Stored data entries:
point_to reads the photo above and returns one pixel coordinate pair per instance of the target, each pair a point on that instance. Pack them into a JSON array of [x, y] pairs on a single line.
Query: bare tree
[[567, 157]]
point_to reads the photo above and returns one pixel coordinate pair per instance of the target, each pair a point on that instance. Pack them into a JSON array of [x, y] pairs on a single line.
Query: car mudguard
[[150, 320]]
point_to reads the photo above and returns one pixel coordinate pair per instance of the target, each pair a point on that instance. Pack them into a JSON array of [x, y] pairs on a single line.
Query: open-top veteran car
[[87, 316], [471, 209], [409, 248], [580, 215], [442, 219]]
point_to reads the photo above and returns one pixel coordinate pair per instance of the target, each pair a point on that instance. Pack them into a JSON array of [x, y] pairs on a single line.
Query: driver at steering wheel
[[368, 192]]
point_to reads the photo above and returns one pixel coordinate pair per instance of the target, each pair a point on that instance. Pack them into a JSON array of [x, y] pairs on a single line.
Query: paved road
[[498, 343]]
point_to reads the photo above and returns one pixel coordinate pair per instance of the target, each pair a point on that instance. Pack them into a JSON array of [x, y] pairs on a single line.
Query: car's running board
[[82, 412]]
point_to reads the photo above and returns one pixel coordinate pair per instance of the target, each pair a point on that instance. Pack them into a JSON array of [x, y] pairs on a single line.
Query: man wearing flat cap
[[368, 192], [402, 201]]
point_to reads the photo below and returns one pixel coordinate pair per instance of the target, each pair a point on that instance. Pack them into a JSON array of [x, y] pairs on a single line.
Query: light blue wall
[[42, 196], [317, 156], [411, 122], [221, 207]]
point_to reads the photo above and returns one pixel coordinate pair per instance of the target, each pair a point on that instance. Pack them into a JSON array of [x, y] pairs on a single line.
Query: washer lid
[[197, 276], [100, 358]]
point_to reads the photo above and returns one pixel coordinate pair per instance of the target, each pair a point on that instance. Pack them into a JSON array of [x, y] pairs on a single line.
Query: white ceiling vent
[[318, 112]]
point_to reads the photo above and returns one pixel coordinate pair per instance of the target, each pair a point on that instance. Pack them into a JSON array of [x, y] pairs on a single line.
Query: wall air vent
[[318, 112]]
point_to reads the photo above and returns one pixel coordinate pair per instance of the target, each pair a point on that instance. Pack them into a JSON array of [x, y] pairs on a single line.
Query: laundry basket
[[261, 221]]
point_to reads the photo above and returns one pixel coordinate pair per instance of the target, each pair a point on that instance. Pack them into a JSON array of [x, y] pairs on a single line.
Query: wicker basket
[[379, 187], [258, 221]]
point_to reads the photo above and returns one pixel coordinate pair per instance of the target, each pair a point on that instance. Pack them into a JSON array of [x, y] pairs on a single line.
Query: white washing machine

> Task directions
All lines of the data above must be repeated exactly.

> Answer box
point_to reads the photo above and returns one pixel coordinate pair per instance of the target, each pair a point on that instance. Pack them into a JSON array of [x, y] pairs on a single line.
Query: bare tree
[[567, 157]]
point_to reads the photo above and returns one pixel coordinate pair per instance of the target, each pair a point on that instance. Pack them into a JSON array of [x, y] pairs on a single line.
Query: car mudguard
[[150, 320]]
point_to reads the photo above and returns one pixel coordinate pair per instance of the target, each pair a point on that instance. Pack them into a JSON array of [x, y] pairs on a single line.
Query: open-top veteran car
[[87, 316], [471, 209], [409, 248], [580, 215], [442, 219]]
point_to reads the photo above and returns one pixel coordinate pair per instance of the target, each pair a point on that instance. Pack them into a JSON array of [x, y] pairs on a single line.
Query: driver at steering wheel
[[368, 192]]
point_to reads the photo above and returns one pixel coordinate pair per instance of the target, each pair a point on that instance. Pack them into a JSON array of [x, y] pairs on a single line.
Query: paved road
[[498, 343]]
point_to reads the photo above and returns one pixel coordinate pair per instance of the target, each pair a point on that instance. Pack them into a JSON array of [x, y] pairs on a single line.
Query: car's running board
[[82, 412]]
point_to reads the photo above and returns one pixel coordinate pair per instance of the target, each pair a point on that instance. Pack them into a JSON array of [x, y] pairs on a single line.
Query: man wearing flat cap
[[368, 192], [402, 201]]
point_to reads the photo below and returns one pixel coordinate pair per instance of the target, each pair a point on that instance. Pack them into a JSON array of [x, y] pairs on a single line.
Query: light blue wall
[[42, 196], [317, 156], [411, 122], [221, 207]]
point_to reads the photo above and returns one pixel coordinate pair per instance of the target, each pair a point on that instance. Pack them into a JSON array of [x, y] pairs on a single line.
Query: washer lid
[[197, 276], [100, 358]]
point_to reads the photo above and returns one pixel coordinate pair per instance of the target, each pair a point on that instance. Pack them into a JSON array of [x, y] pairs on a single line.
Query: white ceiling vent
[[318, 112]]
point_to reads the photo above and returns one pixel coordinate pair per instance of the target, each pair a point on that instance. Pack them into a JSON array of [x, y] pairs on a single line.
Query: wall air vent
[[318, 112]]
point_to reads the photo above and returns one pixel coordinate pair per instance of the target, each pair a point on that instance. Pack them into a JSON array of [x, y] pairs on a single line.
Query: laundry basket
[[261, 221]]
point_to reads the photo above and returns one pixel coordinate pair per instance of the target, each pair a point on that instance. Pack them into a JSON array of [x, y] pairs on a single line.
Query: wicker basket
[[379, 187], [258, 221]]
point_to reads the photo above and returns one pixel coordinate pair per instance of the target, each pair a point on that instance. Pack them into a JSON array of [x, y] pairs on a single line.
Query: white washing machine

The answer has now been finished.